Point and click is lovely and easy but sadly not reproducible.

Much better to write down where your data comes from. We are going to do this in 3 steps here:

Find the path to your file. File paths are the formal address of your file on your computer. A quick way to do this in R is to use the file.choose() function.
We will take the path you have generated and name it myfile.
We will use a function called read_csv() to import the data into a data frame (which we in turn name RCT for convenience).

Try right clicking a file in Finder (on a Mac) or Windows Explorer (on a PC). You’ll normally see an option for ‘info’ or ‘properties’ that will show you the path to your file.

Code example

install.packages("readr")   # install only needed the 1st time
library(readr)              # load the readr family of
                            # functions including read_csv

myfile <- file.choose()
myfile
dataframename <- read_csv(myfile)

You could have done this in one step, but it would have made things harder to read. Hard to read, means difficult to remember, and we are doing our best to avoid that!

Other functions

There is a function read.csv() provided by R but read_csv() is better. The built-in function has a couple of annoying ‘habits’. If you wish to use it then don’t forget to specify: (1) header = TRUE which tells the function to expect column names in row 1 instead of data, and (2) stringsAsFactors = FALSE which is a necessary but annoying reminder to R that you want it to leave ‘strings’ alone and not convert them to ‘labelled’ factors.

Exercise: Import the .csv into R

Import the .csv file from the Excel Hell lesson as a dataframe and call it RCT.

Exercise: Answer

Import the .csv file from the Excel Hell lesson as a dataframe and call it RCT.

RCT <- read_csv("data/file.csv")

# Alternative solution:
myfile <- file.choose()
RCT <- read_csv(myfile)

Everything is a “data-frame”

Ok now you’ve managed to get your data into R! What next?

Spreadsheets in R are called ‘dataframes’.
A data-frame has columns, each identified by a name, and rows for observations.
This means that however you import your data into R within your pipeline, those data will end up as a dataframe.
Let’s do a quick tour of dataframes in R.

Let’s have a look at the data

We successfully brought in the RCT data and named it RCT. How do we look at it?

# Have a look at the first few rows
head(RCT)

# Have a look at the last few rows
tail(RCT)

# Have a look at the whole spreadsheet
View(RCT)

Navigating within the dataframe

The ‘rows’ are contain measurements from different individuals.
The columns contain the measurements.
Just like in Excel, any item (cell) can be accessed by its coordinates in the table which are always written as [row, column] (i.e. which row, then which column).

RCT[1,1]         # top left cell
RCT[64,21]       # bottom right cell
RCT[1, ]         # first row (all columns)
RCT[ ,1]         # first column (all rows)

AIM OF THE TASK: In the text on importing data into R, what does setting stringsAsFactors = FALSE tell the read.csv() function to do?

RECORDED DATA:
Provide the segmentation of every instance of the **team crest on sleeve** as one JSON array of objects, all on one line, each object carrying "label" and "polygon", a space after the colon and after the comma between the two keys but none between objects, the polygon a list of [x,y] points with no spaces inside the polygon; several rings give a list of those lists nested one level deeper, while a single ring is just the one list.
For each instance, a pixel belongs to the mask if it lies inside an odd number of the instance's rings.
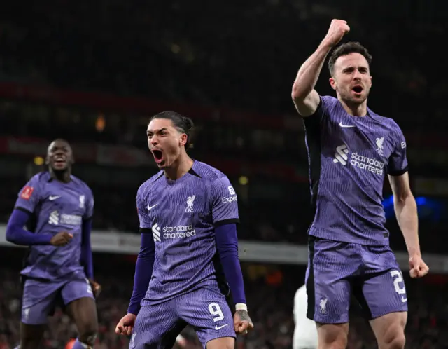
[{"label": "team crest on sleeve", "polygon": [[187,198],[187,208],[185,209],[185,212],[186,213],[193,213],[193,203],[195,202],[195,198],[196,198],[196,194],[194,194],[192,196],[188,196]]},{"label": "team crest on sleeve", "polygon": [[79,196],[79,208],[84,208],[84,204],[85,203],[85,196]]},{"label": "team crest on sleeve", "polygon": [[22,191],[20,198],[25,200],[29,200],[31,198],[31,196],[33,194],[33,191],[34,191],[34,188],[27,186]]}]

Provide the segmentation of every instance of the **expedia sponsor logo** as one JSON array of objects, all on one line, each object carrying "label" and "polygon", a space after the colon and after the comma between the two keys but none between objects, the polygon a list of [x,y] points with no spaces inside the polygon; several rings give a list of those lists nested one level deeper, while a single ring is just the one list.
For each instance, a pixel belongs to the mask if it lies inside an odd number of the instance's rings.
[{"label": "expedia sponsor logo", "polygon": [[234,195],[233,196],[229,196],[228,198],[223,198],[221,200],[223,200],[223,203],[230,203],[234,201],[238,201],[238,198],[236,195]]},{"label": "expedia sponsor logo", "polygon": [[196,235],[193,226],[164,226],[162,228],[164,239],[182,239]]}]

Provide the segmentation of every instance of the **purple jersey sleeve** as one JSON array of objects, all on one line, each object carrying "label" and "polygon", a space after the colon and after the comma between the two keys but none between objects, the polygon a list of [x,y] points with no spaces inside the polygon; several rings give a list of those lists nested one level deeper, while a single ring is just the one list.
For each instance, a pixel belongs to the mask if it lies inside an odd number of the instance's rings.
[{"label": "purple jersey sleeve", "polygon": [[406,140],[402,132],[397,125],[396,145],[389,158],[388,174],[391,176],[400,176],[407,172],[407,158],[406,157]]},{"label": "purple jersey sleeve", "polygon": [[148,215],[148,209],[146,208],[147,205],[145,203],[145,199],[143,197],[141,189],[137,191],[136,204],[139,221],[140,222],[140,228],[150,229],[151,220]]},{"label": "purple jersey sleeve", "polygon": [[211,216],[215,226],[239,221],[238,198],[229,179],[224,176],[211,184]]},{"label": "purple jersey sleeve", "polygon": [[39,176],[33,177],[19,192],[15,208],[34,212],[41,199]]}]

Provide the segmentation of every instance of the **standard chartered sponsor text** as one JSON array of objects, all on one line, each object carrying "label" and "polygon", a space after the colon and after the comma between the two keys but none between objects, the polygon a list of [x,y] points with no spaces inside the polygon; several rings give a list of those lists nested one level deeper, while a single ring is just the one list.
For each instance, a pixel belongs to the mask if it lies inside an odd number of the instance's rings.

RESULT: It tells R to leave strings alone and not convert them to labelled factors.